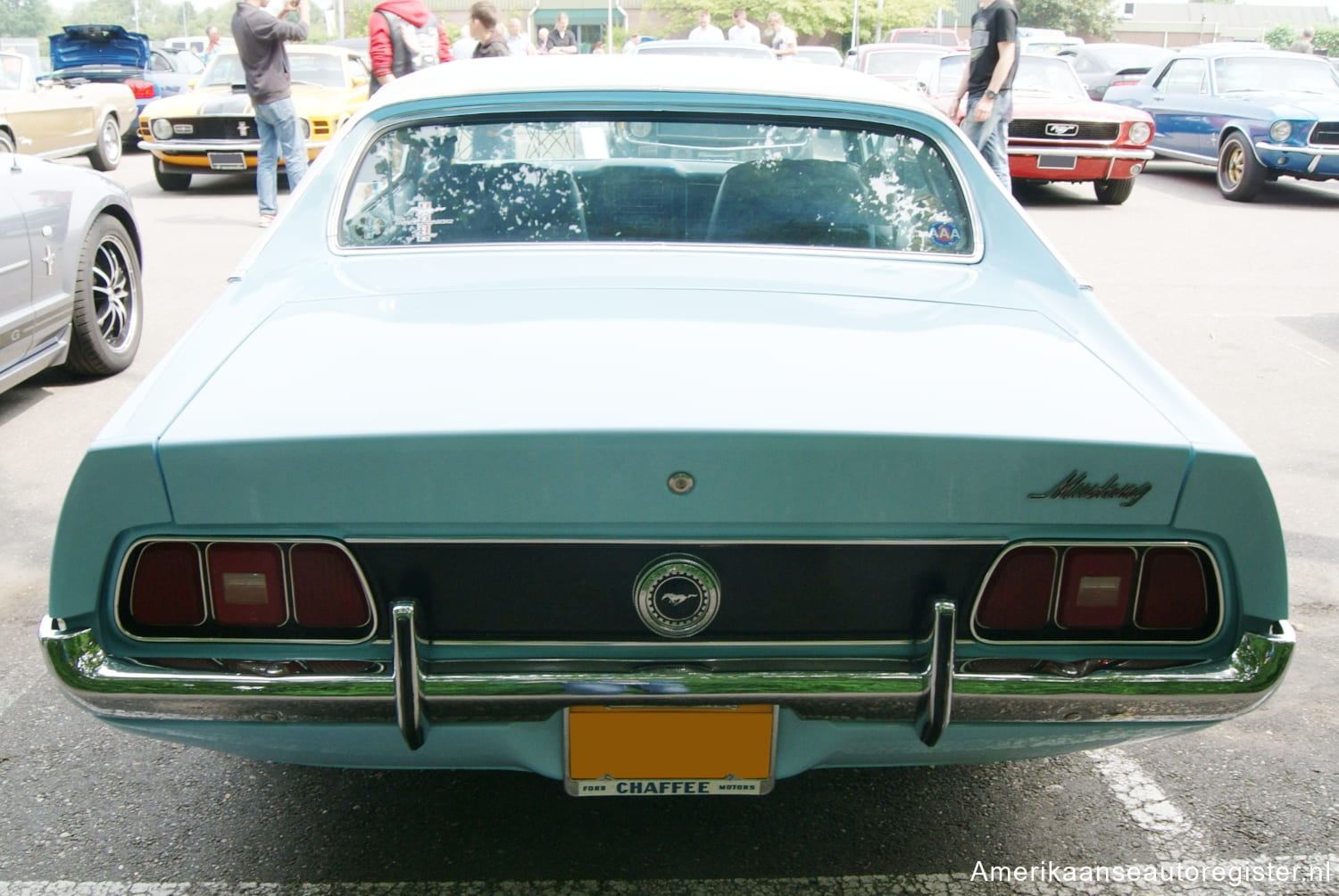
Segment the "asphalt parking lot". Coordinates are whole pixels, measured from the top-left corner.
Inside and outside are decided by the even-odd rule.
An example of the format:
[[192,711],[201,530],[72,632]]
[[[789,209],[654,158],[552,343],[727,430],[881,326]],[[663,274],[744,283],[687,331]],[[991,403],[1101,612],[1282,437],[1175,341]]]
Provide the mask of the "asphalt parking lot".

──────

▶ **Objective**
Reproduce the data above verbatim, omitting the picture.

▶ **Response**
Segment the "asphalt parking lot". Coordinates are whole pixels, measured from the top-left corner.
Inside and outside are decided by the even-odd rule.
An example of the format:
[[192,711],[201,530],[72,632]]
[[[789,209],[654,158],[552,343],[727,430],[881,326]],[[663,274],[744,283],[687,331]],[[991,403],[1101,612],[1282,437],[1175,341]]]
Provide the mask of the "asphalt parking lot".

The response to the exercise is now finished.